Start of Dataset
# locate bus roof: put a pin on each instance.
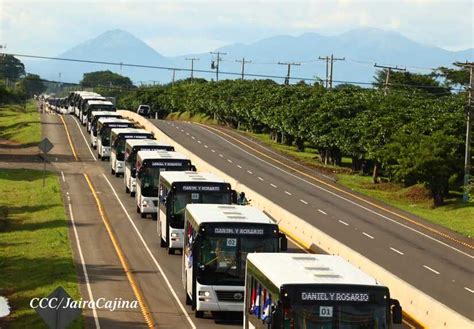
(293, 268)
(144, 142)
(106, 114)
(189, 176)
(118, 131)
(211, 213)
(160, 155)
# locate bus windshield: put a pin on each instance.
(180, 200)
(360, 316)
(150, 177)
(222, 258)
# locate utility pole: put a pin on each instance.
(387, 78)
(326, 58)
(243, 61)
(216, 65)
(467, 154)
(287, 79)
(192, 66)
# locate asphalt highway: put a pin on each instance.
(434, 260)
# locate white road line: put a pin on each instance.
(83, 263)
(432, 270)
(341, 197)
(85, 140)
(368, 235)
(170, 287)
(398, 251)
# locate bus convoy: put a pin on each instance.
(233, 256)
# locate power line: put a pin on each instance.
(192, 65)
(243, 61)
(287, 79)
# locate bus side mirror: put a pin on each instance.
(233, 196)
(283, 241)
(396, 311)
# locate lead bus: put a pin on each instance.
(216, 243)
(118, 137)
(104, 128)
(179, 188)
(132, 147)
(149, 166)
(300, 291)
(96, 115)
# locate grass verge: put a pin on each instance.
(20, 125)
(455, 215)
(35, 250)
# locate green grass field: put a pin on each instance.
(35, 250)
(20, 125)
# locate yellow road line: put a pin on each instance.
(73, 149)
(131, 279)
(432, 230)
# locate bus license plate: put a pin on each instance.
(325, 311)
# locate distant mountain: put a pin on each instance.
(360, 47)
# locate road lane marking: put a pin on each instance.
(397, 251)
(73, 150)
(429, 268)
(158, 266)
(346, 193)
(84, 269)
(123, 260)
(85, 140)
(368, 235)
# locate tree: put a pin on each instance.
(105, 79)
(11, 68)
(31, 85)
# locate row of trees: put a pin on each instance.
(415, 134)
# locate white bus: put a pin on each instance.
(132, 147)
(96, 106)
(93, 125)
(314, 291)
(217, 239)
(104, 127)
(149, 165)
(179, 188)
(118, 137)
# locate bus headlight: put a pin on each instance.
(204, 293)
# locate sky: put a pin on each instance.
End of Dataset
**Exercise:** Would you set down the records exactly, with no pictures included?

**Your response:**
# locate bus roof: put a pin on each instance.
(293, 268)
(144, 142)
(106, 114)
(189, 176)
(118, 131)
(211, 213)
(160, 155)
# locate bus windshield: put a pin on each instance.
(180, 200)
(360, 316)
(150, 177)
(222, 258)
# locate utility pole: put a pin on each instance.
(387, 78)
(326, 58)
(243, 61)
(216, 65)
(467, 154)
(287, 79)
(192, 66)
# locate asphalt highway: put a pin on each instance.
(434, 260)
# locate white road line: put a pin on each instance.
(83, 263)
(432, 270)
(341, 197)
(85, 140)
(368, 235)
(170, 287)
(398, 251)
# locate bus convoy: put a pin on each instance.
(233, 256)
# locate power line: put a pin on each instance.
(192, 65)
(243, 61)
(287, 79)
# locate bus side mirror: put a pin on each instance.
(233, 196)
(283, 241)
(396, 311)
# locate lead bus: put a pin on each instance.
(216, 243)
(118, 137)
(104, 128)
(179, 188)
(132, 147)
(149, 166)
(300, 291)
(96, 115)
# locate grass verge: put a pin on each instance.
(20, 125)
(455, 215)
(35, 250)
# locate green grass field: put a pin on each instance.
(35, 250)
(20, 125)
# locate yellow road line: put a pin on each instance.
(73, 149)
(131, 279)
(432, 230)
# locate bus license plate: put a pin on each instance.
(325, 311)
# locate distant mountain: put a pin on each instance.
(360, 47)
# locate road lane marking: put a pin on each instance.
(397, 251)
(73, 150)
(429, 268)
(158, 266)
(346, 193)
(84, 269)
(123, 260)
(85, 140)
(368, 235)
# locate tree: put a pin on each instance.
(105, 79)
(11, 68)
(31, 85)
# locate row of trees: put a pin on each instance.
(415, 134)
# locate white bus: put a pin on each instance.
(132, 147)
(96, 106)
(93, 125)
(314, 291)
(217, 239)
(104, 127)
(149, 165)
(179, 188)
(118, 137)
# locate bus headlight: put a pin on each instance.
(204, 293)
# locate sky: put a pin on each instance.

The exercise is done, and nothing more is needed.